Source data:

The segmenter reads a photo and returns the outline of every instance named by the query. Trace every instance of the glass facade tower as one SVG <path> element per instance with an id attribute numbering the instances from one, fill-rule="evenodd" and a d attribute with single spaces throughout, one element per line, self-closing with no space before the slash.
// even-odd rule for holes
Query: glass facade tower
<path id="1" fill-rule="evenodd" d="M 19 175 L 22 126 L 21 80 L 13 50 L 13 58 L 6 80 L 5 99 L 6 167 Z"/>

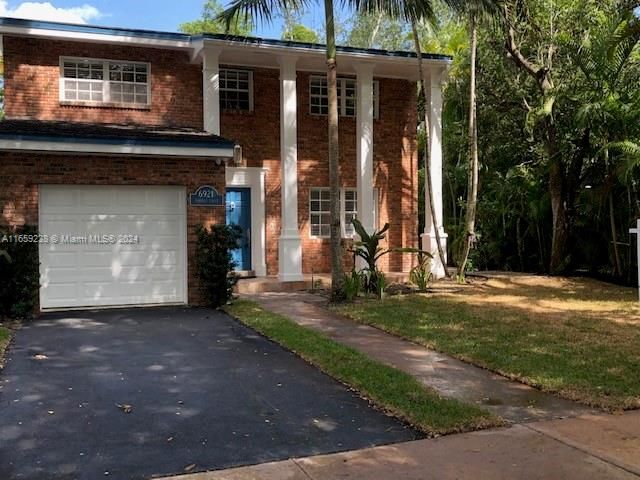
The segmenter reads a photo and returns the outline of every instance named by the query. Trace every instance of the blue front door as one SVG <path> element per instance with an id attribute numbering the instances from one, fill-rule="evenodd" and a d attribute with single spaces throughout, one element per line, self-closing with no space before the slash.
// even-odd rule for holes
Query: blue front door
<path id="1" fill-rule="evenodd" d="M 251 189 L 227 188 L 227 225 L 242 230 L 238 248 L 231 251 L 236 270 L 251 270 Z"/>

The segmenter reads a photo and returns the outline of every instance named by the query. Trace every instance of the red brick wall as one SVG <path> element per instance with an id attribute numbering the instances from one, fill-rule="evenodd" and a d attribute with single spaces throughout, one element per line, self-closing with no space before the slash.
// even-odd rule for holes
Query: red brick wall
<path id="1" fill-rule="evenodd" d="M 202 66 L 184 52 L 7 35 L 3 48 L 7 118 L 202 128 Z M 61 56 L 150 62 L 151 106 L 60 105 Z"/>
<path id="2" fill-rule="evenodd" d="M 298 72 L 298 222 L 303 271 L 328 272 L 329 240 L 310 237 L 309 190 L 329 186 L 327 118 L 309 114 L 309 73 Z M 280 234 L 279 71 L 254 70 L 254 111 L 223 112 L 221 134 L 243 147 L 247 165 L 268 167 L 266 176 L 267 271 L 278 273 Z M 380 81 L 380 116 L 374 120 L 374 176 L 379 192 L 379 224 L 391 224 L 388 246 L 417 246 L 417 156 L 415 86 L 408 81 Z M 340 118 L 341 181 L 356 187 L 356 119 Z M 393 253 L 381 266 L 408 271 L 411 256 Z M 345 267 L 352 260 L 345 255 Z"/>
<path id="3" fill-rule="evenodd" d="M 224 194 L 224 167 L 213 160 L 0 153 L 0 225 L 38 224 L 38 184 L 180 185 L 187 194 L 212 185 Z M 189 303 L 200 301 L 194 276 L 195 227 L 224 223 L 222 207 L 187 206 Z"/>
<path id="4" fill-rule="evenodd" d="M 201 66 L 169 50 L 4 38 L 6 113 L 9 118 L 129 122 L 202 128 Z M 151 62 L 150 110 L 60 106 L 59 56 L 89 56 Z M 298 72 L 299 225 L 303 270 L 329 271 L 329 240 L 309 236 L 309 189 L 327 187 L 327 119 L 309 114 L 309 73 Z M 267 272 L 278 273 L 280 235 L 280 85 L 277 69 L 254 69 L 254 111 L 222 112 L 221 134 L 243 146 L 248 166 L 266 167 Z M 378 79 L 380 118 L 374 120 L 374 176 L 379 225 L 391 224 L 388 246 L 417 246 L 417 156 L 415 86 Z M 344 187 L 356 186 L 356 120 L 340 118 L 340 161 Z M 164 175 L 171 177 L 172 171 Z M 169 181 L 169 180 L 167 180 Z M 406 271 L 411 256 L 393 253 L 383 268 Z M 351 266 L 346 256 L 345 265 Z"/>

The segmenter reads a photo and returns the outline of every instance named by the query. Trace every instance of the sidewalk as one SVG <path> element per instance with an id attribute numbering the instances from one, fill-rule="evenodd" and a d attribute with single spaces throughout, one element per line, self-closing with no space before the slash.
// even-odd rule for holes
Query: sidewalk
<path id="1" fill-rule="evenodd" d="M 638 480 L 640 412 L 515 425 L 175 480 Z"/>
<path id="2" fill-rule="evenodd" d="M 174 480 L 640 480 L 640 411 L 595 414 L 343 319 L 326 310 L 321 297 L 262 293 L 248 298 L 400 368 L 444 396 L 482 405 L 514 425 L 171 477 Z"/>
<path id="3" fill-rule="evenodd" d="M 480 405 L 512 423 L 575 417 L 592 409 L 415 343 L 334 315 L 323 297 L 303 292 L 247 295 L 272 312 L 413 375 L 445 397 Z M 640 453 L 639 453 L 640 455 Z"/>

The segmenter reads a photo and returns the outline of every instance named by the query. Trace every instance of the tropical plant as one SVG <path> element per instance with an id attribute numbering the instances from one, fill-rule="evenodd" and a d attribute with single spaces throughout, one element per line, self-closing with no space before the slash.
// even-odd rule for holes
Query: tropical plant
<path id="1" fill-rule="evenodd" d="M 354 218 L 352 223 L 360 239 L 353 243 L 351 251 L 356 257 L 361 258 L 366 265 L 362 269 L 364 290 L 367 293 L 377 293 L 380 275 L 382 274 L 378 269 L 378 260 L 394 251 L 380 246 L 380 242 L 385 239 L 385 234 L 389 230 L 389 224 L 385 223 L 380 230 L 374 230 L 369 233 L 357 218 Z"/>
<path id="2" fill-rule="evenodd" d="M 310 0 L 233 0 L 219 16 L 227 26 L 234 20 L 244 18 L 248 21 L 256 18 L 270 22 L 277 12 L 303 11 Z M 347 0 L 347 5 L 361 13 L 377 12 L 391 18 L 431 18 L 432 5 L 429 0 Z M 344 268 L 342 265 L 341 228 L 340 228 L 340 142 L 338 130 L 338 87 L 337 87 L 337 48 L 334 16 L 334 0 L 324 0 L 324 19 L 326 31 L 325 56 L 327 62 L 328 96 L 328 142 L 329 142 L 329 190 L 331 192 L 331 298 L 333 301 L 344 299 Z"/>
<path id="3" fill-rule="evenodd" d="M 595 160 L 603 162 L 602 199 L 607 205 L 616 276 L 622 275 L 622 261 L 614 177 L 628 177 L 628 172 L 640 164 L 640 145 L 634 141 L 640 134 L 640 95 L 628 75 L 631 55 L 639 42 L 640 21 L 635 11 L 622 9 L 596 31 L 585 33 L 575 55 L 586 83 L 576 122 L 589 132 L 591 142 L 600 146 Z"/>
<path id="4" fill-rule="evenodd" d="M 433 279 L 431 273 L 431 261 L 433 256 L 428 252 L 418 252 L 417 263 L 409 272 L 409 281 L 413 283 L 420 292 L 426 292 Z"/>
<path id="5" fill-rule="evenodd" d="M 476 97 L 476 57 L 478 52 L 478 24 L 489 15 L 496 15 L 500 0 L 473 0 L 458 6 L 468 18 L 470 44 L 469 74 L 469 166 L 465 209 L 465 234 L 463 250 L 458 263 L 457 278 L 464 279 L 469 252 L 476 242 L 476 209 L 478 204 L 478 119 Z"/>
<path id="6" fill-rule="evenodd" d="M 418 19 L 416 17 L 409 17 L 409 21 L 411 23 L 411 32 L 413 34 L 413 43 L 416 51 L 416 56 L 418 57 L 418 74 L 419 74 L 418 78 L 420 79 L 419 92 L 422 98 L 425 99 L 423 101 L 426 101 L 426 99 L 429 97 L 427 96 L 427 92 L 426 92 L 427 77 L 425 76 L 425 73 L 424 73 L 424 66 L 423 66 L 423 60 L 422 60 L 422 47 L 420 46 L 420 34 L 418 33 Z M 435 231 L 436 245 L 438 249 L 438 258 L 442 263 L 445 275 L 448 277 L 449 272 L 447 271 L 447 257 L 445 255 L 444 248 L 442 246 L 442 238 L 440 236 L 440 226 L 438 225 L 438 216 L 436 215 L 436 207 L 433 199 L 433 175 L 431 172 L 431 162 L 429 159 L 429 152 L 431 151 L 431 148 L 430 148 L 431 138 L 429 135 L 430 122 L 429 122 L 428 110 L 429 110 L 428 108 L 426 107 L 424 108 L 424 135 L 425 135 L 424 148 L 423 148 L 424 172 L 425 172 L 424 182 L 427 186 L 427 192 L 429 197 L 428 208 L 429 208 L 429 212 L 431 213 L 431 219 L 433 221 L 433 229 Z M 426 215 L 426 208 L 427 208 L 427 205 L 425 205 L 425 215 Z"/>
<path id="7" fill-rule="evenodd" d="M 362 288 L 363 276 L 355 268 L 349 275 L 344 277 L 344 295 L 347 301 L 352 301 L 358 297 Z"/>

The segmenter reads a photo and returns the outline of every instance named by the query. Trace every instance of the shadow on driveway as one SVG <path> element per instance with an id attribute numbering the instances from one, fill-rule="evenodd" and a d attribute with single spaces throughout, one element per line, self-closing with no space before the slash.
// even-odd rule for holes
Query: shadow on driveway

> _Problem description_:
Extract every line from the records above that contains the word "driveway".

> _Result_:
The segmenter reads a photo and returns the outline of every instance named by the query. Trace every instance of the shadow on driveway as one SVG <path> element per instance with an id attribute numbering the instances from one, fill-rule="evenodd" and a d attribute with single spaces throughout, one element per line, self-closing with no space before the slash.
Query: shadow on driveway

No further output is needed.